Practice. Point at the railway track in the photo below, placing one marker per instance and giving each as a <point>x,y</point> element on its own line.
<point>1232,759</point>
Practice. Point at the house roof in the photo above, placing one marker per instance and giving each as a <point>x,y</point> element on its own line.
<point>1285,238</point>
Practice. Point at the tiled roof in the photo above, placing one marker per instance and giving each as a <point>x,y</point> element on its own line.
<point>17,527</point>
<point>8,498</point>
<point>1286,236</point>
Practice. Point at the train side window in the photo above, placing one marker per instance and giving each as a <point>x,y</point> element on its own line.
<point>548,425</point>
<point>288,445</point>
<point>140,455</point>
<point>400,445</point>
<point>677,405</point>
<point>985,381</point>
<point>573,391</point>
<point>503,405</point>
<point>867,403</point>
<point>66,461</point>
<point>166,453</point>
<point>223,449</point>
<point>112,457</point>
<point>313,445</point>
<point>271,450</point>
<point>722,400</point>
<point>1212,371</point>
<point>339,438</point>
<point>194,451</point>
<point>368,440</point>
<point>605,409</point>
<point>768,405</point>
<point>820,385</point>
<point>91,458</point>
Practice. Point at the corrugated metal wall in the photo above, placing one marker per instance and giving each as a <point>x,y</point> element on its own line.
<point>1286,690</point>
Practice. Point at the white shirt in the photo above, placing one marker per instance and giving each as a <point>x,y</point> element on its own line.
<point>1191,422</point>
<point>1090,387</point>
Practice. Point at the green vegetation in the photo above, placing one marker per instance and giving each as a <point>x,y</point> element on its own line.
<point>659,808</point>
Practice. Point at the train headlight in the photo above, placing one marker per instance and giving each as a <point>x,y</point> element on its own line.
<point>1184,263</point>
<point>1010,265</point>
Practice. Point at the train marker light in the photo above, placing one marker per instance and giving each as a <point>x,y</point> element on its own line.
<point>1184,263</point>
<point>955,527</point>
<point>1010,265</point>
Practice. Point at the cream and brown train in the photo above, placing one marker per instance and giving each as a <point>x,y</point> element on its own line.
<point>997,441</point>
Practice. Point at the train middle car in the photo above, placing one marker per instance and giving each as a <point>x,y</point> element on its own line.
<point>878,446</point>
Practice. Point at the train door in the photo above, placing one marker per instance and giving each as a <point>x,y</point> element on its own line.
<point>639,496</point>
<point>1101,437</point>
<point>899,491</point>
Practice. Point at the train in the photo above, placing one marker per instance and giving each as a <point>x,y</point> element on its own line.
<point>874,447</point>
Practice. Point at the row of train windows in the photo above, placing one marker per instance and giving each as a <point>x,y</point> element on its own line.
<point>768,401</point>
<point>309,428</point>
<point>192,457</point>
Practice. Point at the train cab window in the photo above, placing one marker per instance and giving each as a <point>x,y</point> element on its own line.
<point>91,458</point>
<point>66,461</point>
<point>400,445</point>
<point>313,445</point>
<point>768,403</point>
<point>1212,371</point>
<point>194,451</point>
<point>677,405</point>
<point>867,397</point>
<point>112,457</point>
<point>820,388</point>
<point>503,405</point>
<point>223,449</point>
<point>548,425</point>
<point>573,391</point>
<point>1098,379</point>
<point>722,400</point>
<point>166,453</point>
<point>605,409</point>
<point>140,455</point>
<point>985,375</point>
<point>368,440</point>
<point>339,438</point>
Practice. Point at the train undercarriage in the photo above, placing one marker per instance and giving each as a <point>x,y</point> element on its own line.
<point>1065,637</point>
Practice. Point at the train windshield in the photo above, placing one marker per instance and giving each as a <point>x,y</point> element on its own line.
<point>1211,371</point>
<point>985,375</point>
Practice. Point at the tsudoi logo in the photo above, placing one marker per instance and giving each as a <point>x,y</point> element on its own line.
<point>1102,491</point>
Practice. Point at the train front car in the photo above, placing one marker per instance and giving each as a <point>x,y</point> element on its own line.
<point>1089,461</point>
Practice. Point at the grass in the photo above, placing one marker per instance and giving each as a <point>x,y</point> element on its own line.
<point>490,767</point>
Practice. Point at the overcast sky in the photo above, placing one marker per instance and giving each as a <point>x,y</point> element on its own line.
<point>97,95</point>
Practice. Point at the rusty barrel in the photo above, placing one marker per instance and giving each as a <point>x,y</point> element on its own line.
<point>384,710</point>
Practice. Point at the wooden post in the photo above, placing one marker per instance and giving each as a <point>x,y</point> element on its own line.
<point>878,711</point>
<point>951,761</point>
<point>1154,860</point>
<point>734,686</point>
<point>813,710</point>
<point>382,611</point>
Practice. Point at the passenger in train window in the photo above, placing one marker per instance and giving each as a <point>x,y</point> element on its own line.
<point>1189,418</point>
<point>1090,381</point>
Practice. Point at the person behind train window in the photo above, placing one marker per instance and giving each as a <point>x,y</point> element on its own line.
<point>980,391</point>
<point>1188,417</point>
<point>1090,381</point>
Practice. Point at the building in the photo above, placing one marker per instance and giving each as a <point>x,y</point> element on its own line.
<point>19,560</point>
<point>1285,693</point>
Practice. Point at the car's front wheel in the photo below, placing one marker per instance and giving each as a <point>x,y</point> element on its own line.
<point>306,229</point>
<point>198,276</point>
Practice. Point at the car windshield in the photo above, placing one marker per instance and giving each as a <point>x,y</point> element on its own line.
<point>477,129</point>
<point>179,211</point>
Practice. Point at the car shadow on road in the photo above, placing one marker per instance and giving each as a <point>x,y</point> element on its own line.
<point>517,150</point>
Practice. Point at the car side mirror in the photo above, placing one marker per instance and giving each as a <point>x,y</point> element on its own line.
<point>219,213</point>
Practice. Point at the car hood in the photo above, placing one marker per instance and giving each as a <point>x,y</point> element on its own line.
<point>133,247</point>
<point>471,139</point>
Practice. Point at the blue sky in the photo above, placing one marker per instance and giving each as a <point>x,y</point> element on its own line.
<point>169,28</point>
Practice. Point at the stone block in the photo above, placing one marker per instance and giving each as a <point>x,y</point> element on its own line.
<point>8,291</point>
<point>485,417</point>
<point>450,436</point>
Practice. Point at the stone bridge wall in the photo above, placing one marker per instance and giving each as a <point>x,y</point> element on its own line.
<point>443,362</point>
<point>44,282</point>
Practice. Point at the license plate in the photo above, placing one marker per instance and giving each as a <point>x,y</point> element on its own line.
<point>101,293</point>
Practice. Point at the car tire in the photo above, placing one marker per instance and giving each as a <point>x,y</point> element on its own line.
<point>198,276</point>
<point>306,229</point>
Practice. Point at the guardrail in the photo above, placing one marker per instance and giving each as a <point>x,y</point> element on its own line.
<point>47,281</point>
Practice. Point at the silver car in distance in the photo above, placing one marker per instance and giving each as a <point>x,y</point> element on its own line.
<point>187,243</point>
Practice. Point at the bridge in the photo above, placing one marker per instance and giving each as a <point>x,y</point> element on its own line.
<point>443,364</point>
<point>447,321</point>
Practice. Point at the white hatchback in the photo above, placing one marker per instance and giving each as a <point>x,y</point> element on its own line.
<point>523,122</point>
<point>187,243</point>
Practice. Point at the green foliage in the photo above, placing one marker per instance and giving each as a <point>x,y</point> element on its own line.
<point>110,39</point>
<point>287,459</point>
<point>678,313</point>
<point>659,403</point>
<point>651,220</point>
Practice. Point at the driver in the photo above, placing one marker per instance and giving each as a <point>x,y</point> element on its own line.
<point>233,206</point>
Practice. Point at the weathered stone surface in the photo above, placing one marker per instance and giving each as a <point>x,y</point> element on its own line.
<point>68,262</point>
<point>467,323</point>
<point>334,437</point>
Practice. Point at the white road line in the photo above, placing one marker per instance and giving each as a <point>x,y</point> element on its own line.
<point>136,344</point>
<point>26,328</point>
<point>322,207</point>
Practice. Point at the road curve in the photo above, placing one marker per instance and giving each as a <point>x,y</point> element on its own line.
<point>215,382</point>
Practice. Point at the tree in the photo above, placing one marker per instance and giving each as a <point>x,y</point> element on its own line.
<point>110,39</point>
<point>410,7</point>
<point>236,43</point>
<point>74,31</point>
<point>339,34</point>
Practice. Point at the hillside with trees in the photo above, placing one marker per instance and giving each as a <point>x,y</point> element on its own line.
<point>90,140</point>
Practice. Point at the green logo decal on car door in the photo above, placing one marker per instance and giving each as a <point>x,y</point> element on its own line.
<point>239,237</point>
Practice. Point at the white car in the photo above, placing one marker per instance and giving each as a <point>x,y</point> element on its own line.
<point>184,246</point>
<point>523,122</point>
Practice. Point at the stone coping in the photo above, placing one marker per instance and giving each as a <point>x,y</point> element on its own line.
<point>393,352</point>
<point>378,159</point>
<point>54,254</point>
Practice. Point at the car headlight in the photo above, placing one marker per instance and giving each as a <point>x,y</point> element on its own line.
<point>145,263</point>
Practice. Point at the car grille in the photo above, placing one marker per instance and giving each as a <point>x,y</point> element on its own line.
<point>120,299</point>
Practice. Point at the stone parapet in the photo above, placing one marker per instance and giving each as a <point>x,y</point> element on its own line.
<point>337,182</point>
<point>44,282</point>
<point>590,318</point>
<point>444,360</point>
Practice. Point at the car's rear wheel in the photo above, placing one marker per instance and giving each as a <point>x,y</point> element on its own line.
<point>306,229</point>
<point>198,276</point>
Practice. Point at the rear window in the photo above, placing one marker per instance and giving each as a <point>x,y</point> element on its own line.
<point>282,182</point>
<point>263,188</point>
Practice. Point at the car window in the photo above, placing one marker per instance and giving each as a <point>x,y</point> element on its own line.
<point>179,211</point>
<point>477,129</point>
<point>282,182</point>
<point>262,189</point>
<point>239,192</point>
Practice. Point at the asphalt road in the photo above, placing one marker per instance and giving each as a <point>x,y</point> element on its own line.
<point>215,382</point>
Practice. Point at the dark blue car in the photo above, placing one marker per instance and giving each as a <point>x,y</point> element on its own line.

**DIRECTIONS:**
Starting with the first line of the items above and going on through the line with "<point>1232,759</point>", write those lines out again, requests included, with each point coordinate in the answers multiplied by 2.1 and rounded to a whole number, halves rounded up. Give only those lines.

**RESPONSE FOR THIS EXERCISE:**
Practice. Point at the railway track in the photo below, placing one marker per instance and giving each as a <point>x,y</point> element on its own line.
<point>2587,1594</point>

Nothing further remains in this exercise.